:: DATA SECTION ::

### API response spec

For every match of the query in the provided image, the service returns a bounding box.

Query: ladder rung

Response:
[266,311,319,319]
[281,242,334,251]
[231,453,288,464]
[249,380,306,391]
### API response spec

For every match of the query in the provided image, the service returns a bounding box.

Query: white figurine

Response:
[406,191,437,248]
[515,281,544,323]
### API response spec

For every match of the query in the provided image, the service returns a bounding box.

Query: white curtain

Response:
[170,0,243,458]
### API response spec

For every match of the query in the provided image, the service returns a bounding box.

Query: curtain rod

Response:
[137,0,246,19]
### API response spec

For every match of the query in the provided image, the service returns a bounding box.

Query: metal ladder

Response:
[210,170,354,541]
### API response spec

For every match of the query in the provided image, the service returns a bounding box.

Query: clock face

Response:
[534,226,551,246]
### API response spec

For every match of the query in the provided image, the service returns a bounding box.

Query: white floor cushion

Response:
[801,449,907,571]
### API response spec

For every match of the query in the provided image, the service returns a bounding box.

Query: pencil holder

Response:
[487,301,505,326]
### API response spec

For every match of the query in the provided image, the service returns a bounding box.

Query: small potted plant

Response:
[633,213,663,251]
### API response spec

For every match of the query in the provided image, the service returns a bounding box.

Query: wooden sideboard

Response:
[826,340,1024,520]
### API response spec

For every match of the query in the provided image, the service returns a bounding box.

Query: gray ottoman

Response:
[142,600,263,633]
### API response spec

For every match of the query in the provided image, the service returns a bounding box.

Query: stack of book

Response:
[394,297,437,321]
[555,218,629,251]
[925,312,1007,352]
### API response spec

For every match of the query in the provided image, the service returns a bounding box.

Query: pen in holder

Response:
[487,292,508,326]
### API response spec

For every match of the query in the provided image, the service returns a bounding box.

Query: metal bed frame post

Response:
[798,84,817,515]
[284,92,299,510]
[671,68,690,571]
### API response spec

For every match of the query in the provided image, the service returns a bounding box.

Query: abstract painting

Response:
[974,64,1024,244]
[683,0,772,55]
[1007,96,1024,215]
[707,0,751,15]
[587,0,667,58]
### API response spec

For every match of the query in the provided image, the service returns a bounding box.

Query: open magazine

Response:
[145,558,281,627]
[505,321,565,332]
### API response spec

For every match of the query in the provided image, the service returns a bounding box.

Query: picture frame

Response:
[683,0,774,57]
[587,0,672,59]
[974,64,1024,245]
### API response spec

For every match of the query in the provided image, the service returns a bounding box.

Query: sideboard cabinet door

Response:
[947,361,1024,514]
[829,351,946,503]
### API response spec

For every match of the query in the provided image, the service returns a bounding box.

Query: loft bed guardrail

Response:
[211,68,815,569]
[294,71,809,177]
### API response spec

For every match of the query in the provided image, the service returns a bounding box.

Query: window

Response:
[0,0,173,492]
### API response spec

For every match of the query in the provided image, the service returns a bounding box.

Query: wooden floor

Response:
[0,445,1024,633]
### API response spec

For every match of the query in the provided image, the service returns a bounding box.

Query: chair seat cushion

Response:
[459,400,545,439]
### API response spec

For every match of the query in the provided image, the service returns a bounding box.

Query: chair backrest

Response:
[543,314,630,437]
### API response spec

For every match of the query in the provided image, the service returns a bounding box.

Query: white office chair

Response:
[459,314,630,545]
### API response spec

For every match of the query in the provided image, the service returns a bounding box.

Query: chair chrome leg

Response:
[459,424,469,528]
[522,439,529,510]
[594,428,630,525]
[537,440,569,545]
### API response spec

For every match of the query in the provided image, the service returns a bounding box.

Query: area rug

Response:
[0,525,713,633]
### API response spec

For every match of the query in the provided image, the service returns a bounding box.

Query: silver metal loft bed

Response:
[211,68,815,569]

:::

The full set of records should be duplicated exactly.

RIGHT ANSWER =
### API response spec

For every match of the query in the provided image, the service returns a bounding box.

Query: ladder rung

Response:
[266,311,319,319]
[281,242,334,251]
[231,453,288,464]
[249,380,306,391]
### API response spec

For every match of the query in the provided image, the service returns a bounding box.

Query: white figurine

Response:
[406,191,437,248]
[515,281,544,323]
### API response spec

For every match of the query in the provided image, the service returns a bounding box.

Query: white curtain

Response:
[170,0,243,458]
### API response spec

For every match of the query in the provided image, the service returns a bounding box.

Query: curtain rod

Response:
[137,0,246,19]
### API response spec

For every match of the query in the provided image, the service returns a bounding box.

Query: metal ladder

Response:
[210,170,354,541]
### API response spec

For every match of the query in the provided image, the service returns a bounding box.

Query: clock face

Response:
[534,226,551,246]
### API response spec

For every match of the query in the provided image, the service returns a bounding box.

Query: white floor cushion

Response:
[801,449,907,571]
### API response spec

For every match of the query in the provided image, the service returns a bounding box.

Query: pencil holder

Response:
[487,301,505,326]
### API response spec

For every match of the query in the provided image, the service returns a bounding box.

Query: small potted plant

Response:
[633,213,663,251]
### API response spec

For every match of the query in the provided image, the service returns a bounding box.

Query: wooden sideboard

Response:
[826,340,1024,520]
### API response spec

For every match of the query in the provided image, the service returns a bounding box.

Query: gray ottoman

Response:
[142,600,263,633]
### API response spec

For every match of the query in the provided image, the service returns a bounding box.

Query: stack of book

Response:
[394,297,437,321]
[555,218,629,251]
[925,312,1007,352]
### API response spec

For every match of the query in the provided image, the service returns a bounding box.

Query: pen in holder

Response:
[487,292,508,326]
### API response spec

For every match of the query in the provided image, the service returns a bounding box.

Query: metal bed frame post

Response:
[798,84,817,515]
[284,92,299,510]
[671,68,690,571]
### API response spec

For every match of the query in the provided image, the service returns a bounding box.

Query: abstract painting

Response:
[974,64,1024,244]
[683,0,772,55]
[1007,96,1024,215]
[707,0,751,15]
[587,0,667,58]
### API response spec

For every match of the query in the provided image, the service returns a bounding box.

Query: open magazine

Response:
[145,558,281,627]
[505,321,565,332]
### API response spec

For every match of the query in the provided image, the service returns a bounding box.

Query: picture frame

Response:
[683,0,774,57]
[587,0,672,59]
[974,64,1024,245]
### API response spec

For every match of the query in the provided image, the service returns a bounding box.

Query: sideboard cabinet door

Response:
[947,361,1024,514]
[829,351,946,503]
### API response spec

For every match of the query in the provided image, the service returns a bounding box.

Query: loft bed guardrail

Response:
[211,68,815,569]
[294,71,809,177]
### API response spec

For every match of the query in the provided image, the service returns a bounding box.

Query: window

Response:
[0,0,173,492]
### API response spec

For every match of the query in the provided image, the service returns a bounding box.

Query: wooden floor

Response:
[0,445,1024,633]
### API response spec

For every match of the query in the provided image, the service returns a bounding box.

Query: chair seat cushion

Response:
[459,400,545,439]
### API response spec

For every match of the query in the provided image, the service returns a bounding box.

Query: chair backrest

Response:
[543,314,630,437]
### API response spec

For every match of the query in the provided image, the service returns a bounding box.

Query: white office chair

Response:
[459,314,630,545]
### API response spec

For every match of the query in the provided image, the service returns a bounding box.

Query: chair chrome leg

Response:
[459,424,469,528]
[522,439,529,510]
[594,428,630,525]
[537,440,569,545]
### API response spec

For every match of the query in the provided image, the service returns a bounding box.

Query: area rug

Response:
[0,525,713,633]
### API response spec

For every match of the query in the provided image, the service returns a bounding box.

Query: silver metal loft bed

Response:
[211,68,815,569]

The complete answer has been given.